Extracted entries START
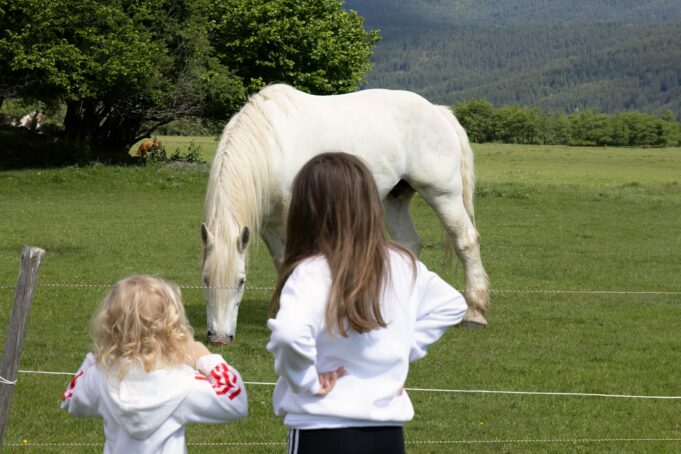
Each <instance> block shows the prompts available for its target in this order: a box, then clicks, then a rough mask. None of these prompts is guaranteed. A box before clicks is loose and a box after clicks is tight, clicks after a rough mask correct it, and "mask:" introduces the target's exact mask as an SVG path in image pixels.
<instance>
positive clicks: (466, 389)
mask: <svg viewBox="0 0 681 454" xmlns="http://www.w3.org/2000/svg"><path fill="white" fill-rule="evenodd" d="M112 285H113V284H95V283H49V282H48V283H39V284H38V286H37V287H38V288H44V289H82V290H87V289H108V288H111V286H112ZM180 287H181V288H182V289H192V290H193V289H201V290H203V289H206V288H218V289H235V288H234V287H207V286H205V285H191V284H180ZM15 289H16V286H15V285H0V290H15ZM247 290H248V291H255V292H273V291H274V287H267V286H247ZM490 293H492V294H494V293H496V294H548V295H560V294H572V295H632V296H674V297H676V296H681V291H670V290H646V291H631V290H580V289H490ZM19 373H20V374H22V375H27V374H28V375H31V374H35V375H52V376H71V375H73V372H62V371H42V370H19ZM17 382H18V380H15V381H11V382H10V381H8V380H5V379H2V381H1V383H0V384H1V385H5V386H7V385H15V384H16V383H17ZM245 384H246V385H249V386H274V385H275V383H272V382H260V381H251V382H245ZM406 390H407V391H409V392H415V393H458V394H487V395H516V396H545V397H549V396H551V397H563V398H616V399H646V400H665V401H674V402H677V401H679V400H681V396H673V395H672V396H664V395H632V394H624V393H622V394H606V393H580V392H558V391H525V390H520V391H518V390H487V389H436V388H406ZM679 442H681V438H546V439H493V440H406V441H405V444H406V445H407V446H413V447H417V446H430V447H431V448H432V447H438V446H440V447H442V448H443V449H445V447H447V446H450V447H453V446H457V445H458V446H466V445H468V446H473V445H485V446H501V445H533V444H534V445H558V444H564V445H580V444H591V445H593V444H608V443H610V444H615V443H639V444H649V443H679ZM285 444H286V443H285V442H283V441H281V442H280V441H253V442H248V441H233V442H189V443H187V445H188V446H196V447H201V446H203V447H210V446H213V447H235V448H236V447H245V448H248V447H252V448H256V447H272V448H274V447H280V446H285ZM4 446H5V447H13V448H46V449H47V448H60V449H68V448H78V447H81V448H87V447H90V448H102V447H103V446H104V443H103V442H101V443H78V442H64V443H43V442H33V441H29V440H23V441H22V442H21V443H4ZM546 449H549V448H546ZM672 449H676V448H672Z"/></svg>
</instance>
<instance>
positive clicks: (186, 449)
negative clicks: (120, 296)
mask: <svg viewBox="0 0 681 454" xmlns="http://www.w3.org/2000/svg"><path fill="white" fill-rule="evenodd" d="M197 368H198V371H196V370H194V369H193V368H191V367H189V366H187V365H179V366H173V367H166V368H162V369H157V370H154V371H152V372H145V371H144V370H143V369H142V368H141V367H136V368H133V369H131V370H130V371H129V372H128V373H127V374H126V375H125V377H124V378H123V380H121V381H119V380H118V378H116V374H115V373H112V374H110V375H106V374H105V373H104V372H103V371H102V369H101V368H100V367H99V366H97V364H96V362H95V359H94V356H93V355H92V354H91V353H88V355H87V356H86V357H85V361H84V362H83V364H82V366H81V367H80V369H79V370H78V372H77V373H76V375H75V376H74V377H73V379H72V380H71V383H70V384H69V385H68V386H67V388H66V390H64V396H63V399H62V404H61V407H62V408H63V409H64V410H66V411H68V412H69V414H71V415H73V416H82V417H102V418H103V419H104V434H105V436H106V442H105V444H104V452H105V453H125V454H131V453H136V454H139V453H184V452H187V447H186V443H185V439H184V426H185V424H187V423H192V422H194V423H209V424H211V423H224V422H227V421H231V420H234V419H239V418H243V417H245V416H246V415H247V413H248V403H247V398H246V389H245V387H244V384H243V382H242V381H241V377H240V376H239V372H238V371H237V370H236V369H234V368H233V367H231V366H228V365H227V363H226V362H225V360H224V359H223V358H222V356H221V355H206V356H203V357H201V358H199V360H198V362H197Z"/></svg>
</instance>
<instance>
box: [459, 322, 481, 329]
mask: <svg viewBox="0 0 681 454" xmlns="http://www.w3.org/2000/svg"><path fill="white" fill-rule="evenodd" d="M459 327H461V328H486V327H487V323H478V322H469V321H467V320H464V321H462V322H461V323H459Z"/></svg>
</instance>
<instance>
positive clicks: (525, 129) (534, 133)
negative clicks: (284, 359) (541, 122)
mask: <svg viewBox="0 0 681 454" xmlns="http://www.w3.org/2000/svg"><path fill="white" fill-rule="evenodd" d="M495 117H496V119H497V124H498V127H497V128H498V129H497V131H498V137H499V139H501V141H502V142H504V143H537V135H538V133H539V117H538V114H537V111H536V110H535V109H532V110H530V109H524V108H522V107H520V106H504V107H501V108H500V109H497V111H496V114H495Z"/></svg>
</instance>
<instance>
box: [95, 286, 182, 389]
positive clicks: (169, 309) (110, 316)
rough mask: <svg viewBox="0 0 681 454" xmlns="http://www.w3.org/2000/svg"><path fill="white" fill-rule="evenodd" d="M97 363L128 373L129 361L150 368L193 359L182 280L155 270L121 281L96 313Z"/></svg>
mask: <svg viewBox="0 0 681 454" xmlns="http://www.w3.org/2000/svg"><path fill="white" fill-rule="evenodd" d="M90 335H91V337H92V340H93V344H94V348H93V354H94V356H95V359H96V360H97V363H98V364H99V365H100V366H101V367H102V368H103V369H104V370H105V372H107V373H110V372H112V371H115V372H117V373H118V378H119V379H123V377H124V376H125V375H126V373H127V372H128V371H129V370H130V367H131V366H133V365H136V364H140V365H142V367H143V368H144V370H145V371H147V372H150V371H152V370H155V369H158V368H162V367H167V366H173V365H179V364H183V363H185V362H187V361H188V359H189V355H190V345H191V342H192V341H193V340H194V334H193V330H192V328H191V325H190V324H189V322H188V320H187V316H186V314H185V311H184V307H183V305H182V294H181V292H180V288H179V287H178V286H177V284H175V283H173V282H169V281H166V280H164V279H161V278H158V277H153V276H130V277H126V278H125V279H122V280H120V281H119V282H117V283H116V284H115V285H114V286H113V288H112V289H111V291H110V292H109V294H108V295H107V296H106V297H105V298H104V300H103V301H102V304H101V305H100V307H99V310H98V311H97V313H96V314H95V316H94V317H93V318H92V322H91V326H90Z"/></svg>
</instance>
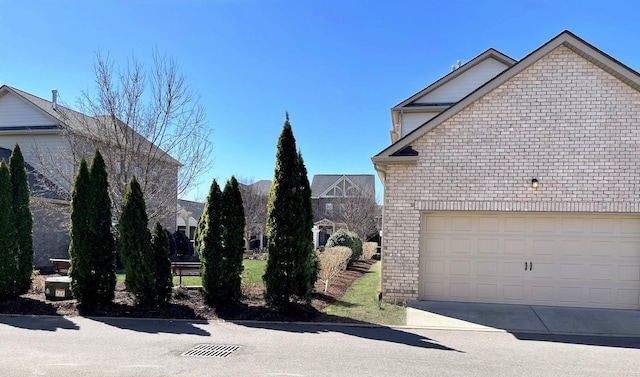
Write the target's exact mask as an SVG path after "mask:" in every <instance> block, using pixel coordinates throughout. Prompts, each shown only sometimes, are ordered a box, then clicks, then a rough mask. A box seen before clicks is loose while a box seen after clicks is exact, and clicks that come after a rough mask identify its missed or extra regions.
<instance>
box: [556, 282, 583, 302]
mask: <svg viewBox="0 0 640 377" xmlns="http://www.w3.org/2000/svg"><path fill="white" fill-rule="evenodd" d="M582 291H583V288H581V287H575V286H573V287H563V286H560V287H558V289H557V294H558V297H557V300H558V301H560V302H571V303H575V304H578V303H580V302H582V301H583V300H584V299H583V297H582V296H583V295H582Z"/></svg>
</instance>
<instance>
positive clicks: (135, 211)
mask: <svg viewBox="0 0 640 377" xmlns="http://www.w3.org/2000/svg"><path fill="white" fill-rule="evenodd" d="M146 207H147V206H146V204H145V202H144V196H143V194H142V189H141V188H140V184H139V183H138V181H137V180H136V177H135V176H134V177H133V178H132V179H131V181H130V183H129V188H128V189H127V192H126V193H125V196H124V199H123V200H122V213H121V215H120V223H119V225H118V227H119V231H120V243H119V253H120V259H121V260H122V264H123V265H124V269H125V272H126V277H125V285H126V286H127V290H128V291H129V292H131V293H133V294H134V295H135V296H136V300H137V301H138V304H140V305H142V306H151V305H153V304H156V303H157V299H158V292H157V286H156V281H155V258H154V256H153V252H152V250H151V235H150V234H149V229H147V224H148V223H149V220H148V217H147V210H146Z"/></svg>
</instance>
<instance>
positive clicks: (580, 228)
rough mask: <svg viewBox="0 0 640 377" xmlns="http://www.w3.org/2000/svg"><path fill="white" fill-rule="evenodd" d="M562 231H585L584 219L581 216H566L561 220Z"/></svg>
mask: <svg viewBox="0 0 640 377" xmlns="http://www.w3.org/2000/svg"><path fill="white" fill-rule="evenodd" d="M561 224H562V226H561V228H560V229H561V230H560V232H561V233H565V234H566V233H573V234H576V233H583V232H584V220H583V219H580V218H572V217H565V218H563V219H562V222H561Z"/></svg>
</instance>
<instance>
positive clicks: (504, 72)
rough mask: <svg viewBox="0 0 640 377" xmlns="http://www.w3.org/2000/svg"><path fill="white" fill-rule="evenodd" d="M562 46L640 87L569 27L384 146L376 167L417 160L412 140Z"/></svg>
mask: <svg viewBox="0 0 640 377" xmlns="http://www.w3.org/2000/svg"><path fill="white" fill-rule="evenodd" d="M559 46H566V47H567V48H569V49H570V50H572V51H573V52H575V53H576V54H578V55H580V56H581V57H583V58H584V59H586V60H588V61H589V62H591V63H593V64H595V65H596V66H598V67H600V68H601V69H603V70H605V71H606V72H608V73H610V74H611V75H613V76H614V77H616V78H618V79H619V80H620V81H622V82H624V83H626V84H627V85H629V86H631V87H632V88H634V89H636V90H640V74H638V72H636V71H634V70H633V69H631V68H629V67H627V66H626V65H624V64H622V63H620V62H619V61H617V60H616V59H614V58H612V57H611V56H609V55H607V54H605V53H604V52H602V51H600V50H599V49H597V48H596V47H594V46H593V45H591V44H589V43H587V42H586V41H584V40H583V39H581V38H579V37H578V36H576V35H575V34H573V33H571V32H570V31H568V30H565V31H563V32H562V33H560V34H558V35H557V36H556V37H554V38H553V39H551V40H550V41H548V42H547V43H545V44H544V45H542V46H541V47H539V48H538V49H536V50H534V51H533V52H531V53H530V54H529V55H527V56H525V57H524V58H522V59H521V60H520V61H519V62H517V63H516V64H514V65H513V66H511V67H510V68H508V69H506V70H505V71H503V72H502V73H501V74H499V75H498V76H496V77H494V78H493V79H491V80H489V81H488V82H487V83H485V84H484V85H482V86H480V87H479V88H478V89H476V90H475V91H473V92H472V93H470V94H469V95H467V96H466V97H464V98H463V99H461V100H460V101H458V102H456V103H455V104H454V105H453V106H451V107H449V108H448V109H446V110H445V111H443V112H442V113H440V114H438V115H437V116H435V117H434V118H432V119H431V120H429V121H427V122H426V123H424V124H423V125H421V126H420V127H418V128H416V129H415V130H413V131H412V132H410V133H409V134H407V135H406V136H405V137H403V138H402V139H400V140H398V141H397V142H396V143H394V144H392V145H390V146H389V147H387V148H385V149H384V150H383V151H381V152H380V153H378V154H377V155H375V156H374V157H372V159H371V160H372V161H373V163H374V165H375V166H376V169H378V170H380V168H382V165H384V164H385V163H406V162H415V161H417V159H418V156H417V153H416V154H415V155H413V156H407V155H406V154H402V153H400V152H402V151H403V150H406V149H407V148H410V147H411V143H413V142H414V141H416V140H417V139H418V138H420V137H422V136H423V135H424V134H426V133H427V132H429V131H431V130H432V129H434V128H436V127H438V126H439V125H440V124H442V123H443V122H444V121H446V120H447V119H449V118H451V117H453V116H454V115H455V114H457V113H458V112H460V111H461V110H463V109H464V108H466V107H467V106H469V105H470V104H471V103H473V102H475V101H476V100H478V99H479V98H481V97H482V96H484V95H485V94H487V93H488V92H490V91H492V90H493V89H495V88H497V87H498V86H500V85H501V84H503V83H505V82H506V81H508V80H509V79H511V78H512V77H514V76H515V75H517V74H518V73H520V72H522V71H523V70H525V69H526V68H527V67H529V66H531V65H532V64H533V63H535V62H536V61H538V60H539V59H541V58H542V57H544V56H546V55H547V54H548V53H549V52H551V51H552V50H554V49H556V48H557V47H559Z"/></svg>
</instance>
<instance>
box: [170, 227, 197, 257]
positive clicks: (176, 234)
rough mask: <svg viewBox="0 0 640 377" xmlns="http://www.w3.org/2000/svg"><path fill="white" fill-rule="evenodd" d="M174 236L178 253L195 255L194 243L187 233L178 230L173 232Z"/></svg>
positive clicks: (174, 238)
mask: <svg viewBox="0 0 640 377" xmlns="http://www.w3.org/2000/svg"><path fill="white" fill-rule="evenodd" d="M173 238H174V239H175V243H176V254H177V255H193V244H192V243H191V240H190V239H189V237H187V235H186V234H184V233H182V232H180V231H176V232H175V233H173Z"/></svg>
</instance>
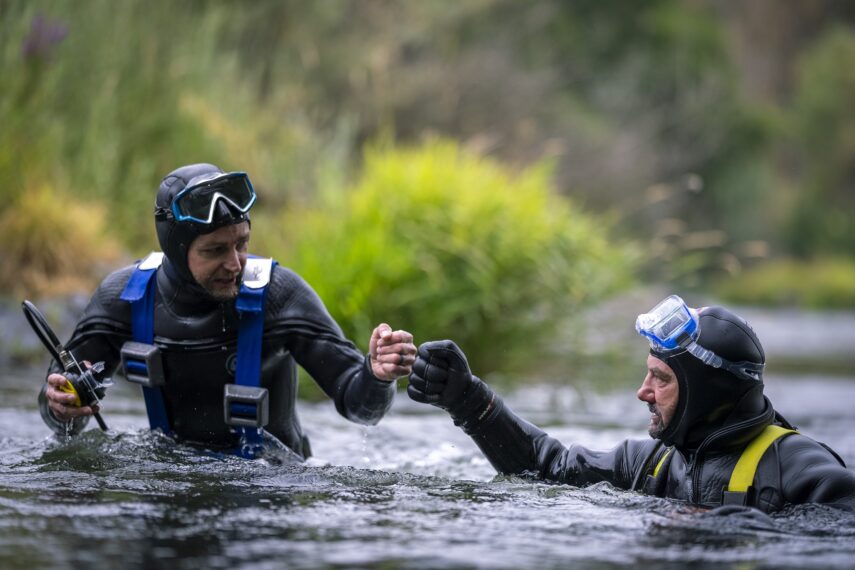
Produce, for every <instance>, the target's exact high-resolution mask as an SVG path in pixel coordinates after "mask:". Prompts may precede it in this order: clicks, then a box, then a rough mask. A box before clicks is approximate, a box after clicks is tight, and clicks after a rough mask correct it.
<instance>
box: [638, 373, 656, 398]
mask: <svg viewBox="0 0 855 570" xmlns="http://www.w3.org/2000/svg"><path fill="white" fill-rule="evenodd" d="M651 376H653V375H652V374H650V373H649V372H648V373H647V376H645V377H644V381H643V382H642V383H641V388H639V389H638V392H636V394H635V396H636V397H637V398H638V399H639V400H641V401H642V402H647V403H648V404H652V403H654V402H655V401H656V399H655V398H654V397H653V387H652V386H651Z"/></svg>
Extracted entries END
▶ **Exercise directions**
In the data above, find the line with "231H585L584 219L581 216H566L561" and the line with "positive clicks: (504, 72)". Retype both, plus every line between them, exactly.

▶ **Result of this task**
rough mask: <svg viewBox="0 0 640 377" xmlns="http://www.w3.org/2000/svg"><path fill="white" fill-rule="evenodd" d="M562 231H585L584 219L581 216H566L561 220Z"/></svg>
mask: <svg viewBox="0 0 640 377" xmlns="http://www.w3.org/2000/svg"><path fill="white" fill-rule="evenodd" d="M561 224H562V226H561V228H560V229H561V230H560V232H561V233H565V234H566V233H573V234H576V233H583V232H584V220H583V219H580V218H572V217H565V218H563V219H562V222H561Z"/></svg>
</instance>
<instance>
positive clicks: (504, 72)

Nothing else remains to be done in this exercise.